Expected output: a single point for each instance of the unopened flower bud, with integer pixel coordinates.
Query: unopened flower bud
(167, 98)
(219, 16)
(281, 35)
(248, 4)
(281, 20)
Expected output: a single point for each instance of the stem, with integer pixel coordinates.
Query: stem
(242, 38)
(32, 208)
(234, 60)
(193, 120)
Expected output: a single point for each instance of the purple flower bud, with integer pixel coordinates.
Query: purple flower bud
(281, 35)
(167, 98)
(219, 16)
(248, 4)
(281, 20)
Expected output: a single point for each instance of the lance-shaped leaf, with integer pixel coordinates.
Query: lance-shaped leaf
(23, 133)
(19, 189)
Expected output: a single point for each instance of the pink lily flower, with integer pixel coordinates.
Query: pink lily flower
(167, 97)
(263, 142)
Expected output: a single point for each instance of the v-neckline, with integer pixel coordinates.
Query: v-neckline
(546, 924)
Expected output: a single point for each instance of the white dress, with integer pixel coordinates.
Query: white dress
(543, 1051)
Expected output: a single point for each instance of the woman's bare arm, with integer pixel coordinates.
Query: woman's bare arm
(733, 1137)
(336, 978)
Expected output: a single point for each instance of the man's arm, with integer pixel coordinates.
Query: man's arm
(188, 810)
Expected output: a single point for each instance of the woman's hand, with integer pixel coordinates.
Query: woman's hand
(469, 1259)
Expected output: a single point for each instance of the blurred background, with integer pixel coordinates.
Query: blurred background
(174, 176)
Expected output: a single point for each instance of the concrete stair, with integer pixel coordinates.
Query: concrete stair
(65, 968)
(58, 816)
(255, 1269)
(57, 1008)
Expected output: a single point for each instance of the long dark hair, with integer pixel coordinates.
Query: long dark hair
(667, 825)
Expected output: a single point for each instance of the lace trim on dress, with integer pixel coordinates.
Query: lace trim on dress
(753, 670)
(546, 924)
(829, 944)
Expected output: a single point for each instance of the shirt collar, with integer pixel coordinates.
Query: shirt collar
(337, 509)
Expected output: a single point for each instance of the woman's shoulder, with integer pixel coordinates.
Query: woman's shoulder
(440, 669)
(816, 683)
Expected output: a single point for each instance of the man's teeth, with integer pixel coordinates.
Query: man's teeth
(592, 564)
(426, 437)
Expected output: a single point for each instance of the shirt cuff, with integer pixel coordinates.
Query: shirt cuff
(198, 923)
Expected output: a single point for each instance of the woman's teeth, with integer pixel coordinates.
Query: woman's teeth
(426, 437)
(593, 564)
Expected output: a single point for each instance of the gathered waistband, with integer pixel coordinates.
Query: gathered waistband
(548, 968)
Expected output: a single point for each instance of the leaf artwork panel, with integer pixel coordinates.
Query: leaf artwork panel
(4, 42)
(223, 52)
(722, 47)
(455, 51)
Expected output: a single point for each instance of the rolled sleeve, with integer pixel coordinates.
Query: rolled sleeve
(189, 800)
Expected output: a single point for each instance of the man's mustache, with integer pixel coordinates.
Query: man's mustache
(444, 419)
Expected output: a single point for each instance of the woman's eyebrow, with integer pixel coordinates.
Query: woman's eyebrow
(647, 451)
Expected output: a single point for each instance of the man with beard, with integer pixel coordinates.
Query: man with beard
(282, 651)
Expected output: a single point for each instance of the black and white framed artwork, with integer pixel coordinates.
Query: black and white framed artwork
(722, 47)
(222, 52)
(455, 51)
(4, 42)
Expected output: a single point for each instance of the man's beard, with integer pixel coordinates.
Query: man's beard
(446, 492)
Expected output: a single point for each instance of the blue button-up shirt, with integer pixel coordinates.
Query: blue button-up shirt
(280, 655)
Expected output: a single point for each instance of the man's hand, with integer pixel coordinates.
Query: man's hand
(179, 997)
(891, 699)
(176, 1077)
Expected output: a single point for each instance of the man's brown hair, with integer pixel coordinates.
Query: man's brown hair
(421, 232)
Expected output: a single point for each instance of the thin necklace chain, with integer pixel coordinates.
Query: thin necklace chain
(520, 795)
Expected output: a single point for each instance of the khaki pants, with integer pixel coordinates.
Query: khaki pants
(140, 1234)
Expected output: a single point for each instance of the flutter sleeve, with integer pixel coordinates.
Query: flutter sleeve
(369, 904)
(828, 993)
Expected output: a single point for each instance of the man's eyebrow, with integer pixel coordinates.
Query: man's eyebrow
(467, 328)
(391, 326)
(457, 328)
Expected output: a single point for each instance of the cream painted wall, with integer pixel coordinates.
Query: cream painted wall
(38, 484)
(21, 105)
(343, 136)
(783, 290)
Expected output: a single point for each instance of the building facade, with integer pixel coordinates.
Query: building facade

» Your instructions: Reproduce the rows from the line containing "the man's eyebrow, with integer pixel coordinates." through the last of the rows, both ends included, with "beige" in place of "cream" and everything else left as it stands.

» The output:
Expected output: a single point for each instance of the man's eyebrow, with integer pixel coordinates.
Query: man's eyebrow
(467, 328)
(391, 326)
(457, 328)
Expected output: a single point for each instance of the beige painted wall, with integer pixel coordinates.
Query: beige painted wall
(38, 484)
(21, 105)
(343, 136)
(783, 290)
Expected output: a single point for each instance of the building facade, with integer pixel coordinates.
Query: building facade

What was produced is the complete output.